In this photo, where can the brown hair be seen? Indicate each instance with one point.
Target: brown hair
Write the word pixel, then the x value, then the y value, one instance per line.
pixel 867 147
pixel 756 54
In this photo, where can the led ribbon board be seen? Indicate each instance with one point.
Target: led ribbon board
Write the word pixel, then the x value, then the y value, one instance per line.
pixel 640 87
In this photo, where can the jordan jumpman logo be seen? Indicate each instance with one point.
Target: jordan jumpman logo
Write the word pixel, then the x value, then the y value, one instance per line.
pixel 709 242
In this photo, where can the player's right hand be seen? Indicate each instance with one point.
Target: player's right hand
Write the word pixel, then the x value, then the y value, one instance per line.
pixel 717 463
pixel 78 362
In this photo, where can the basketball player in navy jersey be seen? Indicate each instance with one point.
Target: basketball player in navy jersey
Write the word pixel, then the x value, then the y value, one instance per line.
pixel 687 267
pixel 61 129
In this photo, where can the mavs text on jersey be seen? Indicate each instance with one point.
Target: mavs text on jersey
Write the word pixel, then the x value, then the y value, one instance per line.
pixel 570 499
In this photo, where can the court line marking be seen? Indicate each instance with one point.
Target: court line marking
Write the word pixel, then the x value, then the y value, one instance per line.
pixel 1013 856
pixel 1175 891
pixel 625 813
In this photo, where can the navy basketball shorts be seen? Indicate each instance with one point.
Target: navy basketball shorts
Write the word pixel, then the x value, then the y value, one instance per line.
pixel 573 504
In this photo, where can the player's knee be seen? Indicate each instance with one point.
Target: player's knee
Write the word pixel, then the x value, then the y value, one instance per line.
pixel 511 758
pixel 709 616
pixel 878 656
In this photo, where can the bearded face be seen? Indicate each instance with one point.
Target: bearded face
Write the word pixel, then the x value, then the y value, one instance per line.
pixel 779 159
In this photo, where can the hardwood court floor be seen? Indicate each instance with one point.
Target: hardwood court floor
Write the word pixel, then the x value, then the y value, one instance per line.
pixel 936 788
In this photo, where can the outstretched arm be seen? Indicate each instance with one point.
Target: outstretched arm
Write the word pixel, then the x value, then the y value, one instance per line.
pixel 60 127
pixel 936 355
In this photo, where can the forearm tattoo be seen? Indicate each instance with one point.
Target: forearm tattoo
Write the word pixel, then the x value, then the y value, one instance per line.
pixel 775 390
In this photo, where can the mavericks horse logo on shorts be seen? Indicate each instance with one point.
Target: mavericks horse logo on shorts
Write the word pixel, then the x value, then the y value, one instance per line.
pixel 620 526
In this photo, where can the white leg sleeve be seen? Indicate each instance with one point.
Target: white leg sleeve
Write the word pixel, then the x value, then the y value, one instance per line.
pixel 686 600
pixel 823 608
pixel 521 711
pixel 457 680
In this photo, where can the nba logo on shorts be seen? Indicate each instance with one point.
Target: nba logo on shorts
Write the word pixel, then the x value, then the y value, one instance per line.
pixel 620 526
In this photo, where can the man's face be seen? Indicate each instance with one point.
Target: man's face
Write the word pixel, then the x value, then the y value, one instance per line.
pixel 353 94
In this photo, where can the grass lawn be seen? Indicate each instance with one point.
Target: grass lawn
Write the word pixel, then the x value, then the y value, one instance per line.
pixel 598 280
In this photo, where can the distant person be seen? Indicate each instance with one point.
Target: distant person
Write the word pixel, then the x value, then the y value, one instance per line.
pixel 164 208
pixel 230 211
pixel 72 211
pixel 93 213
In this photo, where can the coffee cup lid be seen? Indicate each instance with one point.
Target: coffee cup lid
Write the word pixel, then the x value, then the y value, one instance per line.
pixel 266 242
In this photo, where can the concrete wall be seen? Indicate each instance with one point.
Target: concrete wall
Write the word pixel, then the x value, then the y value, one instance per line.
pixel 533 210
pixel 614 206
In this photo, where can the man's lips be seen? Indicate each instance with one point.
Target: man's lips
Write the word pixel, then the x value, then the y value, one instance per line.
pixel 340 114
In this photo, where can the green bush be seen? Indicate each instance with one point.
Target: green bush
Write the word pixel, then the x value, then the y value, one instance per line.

· · · · ·

= INSTRUCTION =
Please copy out all of the entries above again, line by line and word for word, with nothing changed.

= EXERCISE ANSWER =
In this photo, where can the brown hair be seen? Indicate each instance with one point.
Target: brown hair
Write the word pixel, then the x value, then the y value, one instance per line.
pixel 867 147
pixel 756 54
In this photo, where can the led ribbon board be seen? Indicate each instance with one point.
Target: led ribbon board
Write the word pixel, then the x value, then the y value, one instance per line.
pixel 640 87
In this photo, where can the jordan jumpman logo be seen? Indicate each instance with one point.
Target: jordan jumpman logo
Write the word pixel, then the x value, then the y value, one instance per line.
pixel 709 242
In this photo, where can the player's right hand be seen? Indicate each instance with one point.
Target: player's right hand
Write the word pixel, then the x value, then the y value, one instance per line.
pixel 717 463
pixel 78 362
In this photo, where can the basketball player in navy jersey be seen? Indicate each instance with one point.
Target: basketball player in navy jersey
Write the word pixel, then the x value, then the y value, one instance per line.
pixel 687 267
pixel 61 129
In this photo, where can the mavs text on jersey be seen? Indicate each instance with one point.
Target: mavs text on jersey
Write the word pixel, then the x value, then the y value, one instance per line.
pixel 570 499
In this photo, where can the court line marking be seen? Indicate each instance with one point.
Target: court line marking
Write the word pixel, then the x value, then the y value, one instance per line.
pixel 1013 856
pixel 1175 891
pixel 625 813
In this photo, where can the navy basketball shorts be seen? Indicate each instance with one point.
Target: navy basketball shorts
Write the word pixel, then the x value, then the y value, one instance per line.
pixel 573 504
In this photo, where can the player's knee be seen? Indicate each instance with one point.
Target: player's knee
Write the word pixel, then the x value, then the y value, one instance per line.
pixel 511 758
pixel 709 616
pixel 878 656
In this photo, where can the bearded face be seen? Indicate each instance with one point.
Target: bearded face
Write the word pixel, then the x value, then the y value, one instance per line.
pixel 779 159
In this photo, where can the hardwood court floor be seen? Indicate each instance with one point.
Target: hardwood court floor
Write the word pixel, then the x value, then the y value, one instance per line.
pixel 936 788
In this photo, where can the outstretched arm be seen? Indicate each instance with one point.
Target: outstretched arm
Write the word pixel, then the x value, then the y value, one instance per line.
pixel 60 127
pixel 936 355
In this photo, where can the forearm tattoo be seen? Indicate each instance with one point.
Target: forearm tattoo
Write the word pixel, then the x value, then the y value, one instance per line.
pixel 775 390
In this photo, where can the mavericks horse logo on shorts be seen? Indicate each instance with one point.
Target: mavericks horse logo on shorts
Write the word pixel, then the x value, then the y value, one instance per line.
pixel 620 526
In this photo, where can the white leg sleeve be seen? Indicate each instance with one point.
Target: white leg sleeve
Write the word pixel, then the x value, then the y value, one instance per line.
pixel 686 600
pixel 823 608
pixel 521 711
pixel 457 680
In this photo, where can the nba logo on shorts be seen? Indicate each instance with one point.
Target: nba logo on shorts
Write the word pixel, then the x value, then the y value, one instance per line.
pixel 620 526
In this photo, where can the man's face be seen? Indicate each instance with one point.
Target: man's face
Write the word pixel, then the x value, then the y value, one instance per line.
pixel 353 94
In this photo, where can the grass lawn be seen? Indicate each instance with one point.
Target: grass lawn
Write the word pixel, then the x value, then the y value, one instance per line.
pixel 598 280
In this photo, where can the distant person be seen? Indicate each instance with one point.
Target: distant person
Write the word pixel, then the x value, then the y value, one instance per line.
pixel 164 208
pixel 230 211
pixel 72 211
pixel 93 213
In this photo, where can the coffee cup lid be seen? Indicate each instance with one point.
Target: coffee cup lid
Write the word pixel, then the x value, then the y value, one instance per line.
pixel 266 242
In this photo, where can the concrete wall be seen? Indicate each instance with one point.
Target: concrete wall
Write the word pixel, then the x value, then the y value, one instance per line.
pixel 533 210
pixel 614 206
In this photo, where can the man's lips be seen? Indicate each instance with one point.
Target: man's lips
Write the word pixel, then the x value, then the y value, one instance per line.
pixel 340 114
In this photo, where can the green bush be seen? Indicate each instance with one point.
Target: green bush
Write the word pixel, then the x value, then the y value, one instance per line.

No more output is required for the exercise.